(Rows from a point annotation set)
--- START ---

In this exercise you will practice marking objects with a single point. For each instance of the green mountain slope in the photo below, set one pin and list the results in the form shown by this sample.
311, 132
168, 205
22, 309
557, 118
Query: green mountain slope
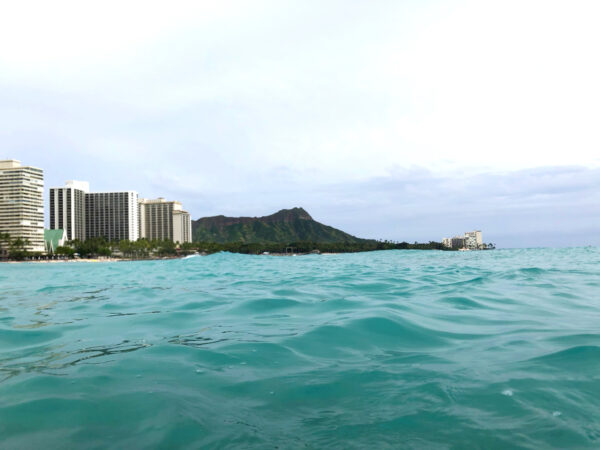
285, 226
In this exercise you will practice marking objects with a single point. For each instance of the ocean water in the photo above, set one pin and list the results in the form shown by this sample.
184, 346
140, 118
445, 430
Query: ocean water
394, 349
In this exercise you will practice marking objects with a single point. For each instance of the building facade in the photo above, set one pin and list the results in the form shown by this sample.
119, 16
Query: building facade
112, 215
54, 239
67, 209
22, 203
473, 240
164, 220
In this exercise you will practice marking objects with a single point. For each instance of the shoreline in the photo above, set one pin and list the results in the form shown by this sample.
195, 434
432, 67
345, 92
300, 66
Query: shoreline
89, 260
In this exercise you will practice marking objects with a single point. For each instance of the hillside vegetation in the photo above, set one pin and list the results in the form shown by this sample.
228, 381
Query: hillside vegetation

--- END ---

# DIRECTIONS FOR THIS TASK
Convert the rows above into a JSON list of strings, one string per line, with blank lines omitted. Leave the pictures out of the output.

# THE ANSWER
[
  "In this exercise you will practice marking objects with a single point. For each instance of the green mountain slope in the photo below, set one pin and list the results in the form shown by this sample.",
  "311, 132",
  "168, 205",
  "22, 309",
  "557, 118",
  "Query: green mountain slope",
  "285, 226",
  "In this exercise you will practice marking objects with a single point. For each instance of the ocean water in the photo above, set one pin and list the results in the form shown by this sample.",
  "184, 346",
  "140, 118",
  "445, 430",
  "Query: ocean water",
  "394, 349",
  "In this exercise you will practice marking objects with a single point. For each instance of the building facade in the photo above, set one pin and list the results in the form shown by this sample.",
  "119, 16",
  "Query: building facade",
  "112, 215",
  "54, 239",
  "67, 209",
  "22, 203",
  "473, 240",
  "164, 220",
  "In this exercise you will practice marking objects with a single point. For each instance of the shoreline in the photo above, set one pin and list the results in the form shown by this sample.",
  "195, 434",
  "432, 67",
  "345, 92",
  "300, 66",
  "Query: shoreline",
  "89, 260",
  "In this exercise you will practice marking objects with a single point. For each instance of the hillside vegetation in the photo above, set one pin and list the results in the form shown by this sample.",
  "228, 381",
  "Query: hillside vegetation"
]